INFORMATION SHOWN:
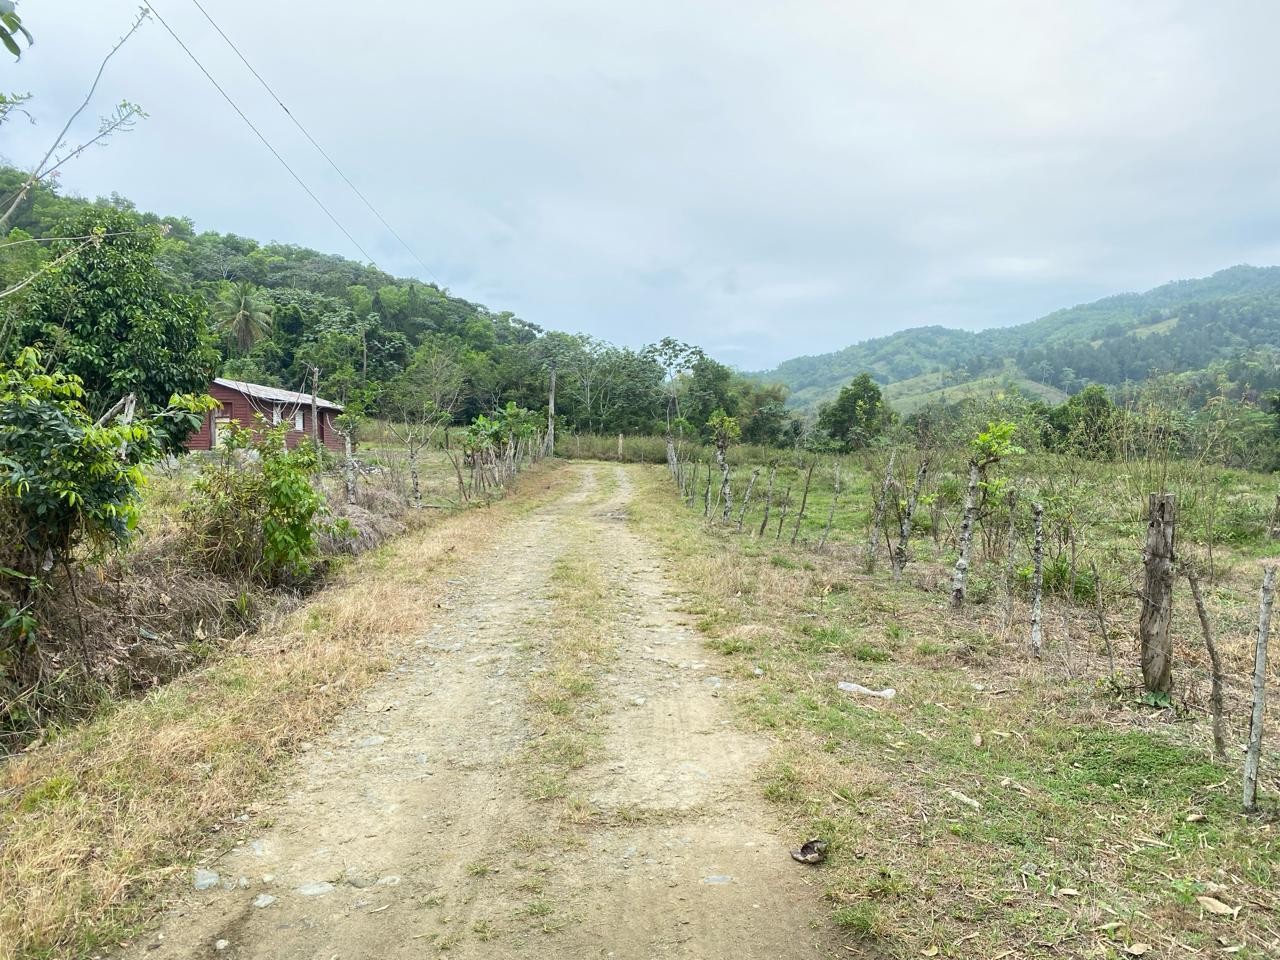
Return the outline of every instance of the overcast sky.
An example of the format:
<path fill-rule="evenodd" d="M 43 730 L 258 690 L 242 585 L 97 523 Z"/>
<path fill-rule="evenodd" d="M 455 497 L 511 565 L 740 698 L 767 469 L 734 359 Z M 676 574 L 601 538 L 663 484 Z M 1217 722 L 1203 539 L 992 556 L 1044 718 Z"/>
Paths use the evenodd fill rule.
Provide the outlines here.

WORK TO BE COMPLETED:
Could you repeat all of the entries exactly, without the pictures?

COMPLETED TASK:
Return the outline of every instance of the overcast sky.
An example of the format:
<path fill-rule="evenodd" d="M 43 730 L 258 690 L 242 585 L 97 523 Z"/>
<path fill-rule="evenodd" d="M 455 497 L 511 565 L 740 698 L 767 469 L 734 359 Z M 676 574 L 601 538 L 663 484 Z M 1217 722 L 1203 539 L 992 556 L 1044 718 Z"/>
Paths use the evenodd fill rule.
Provide the outlines here.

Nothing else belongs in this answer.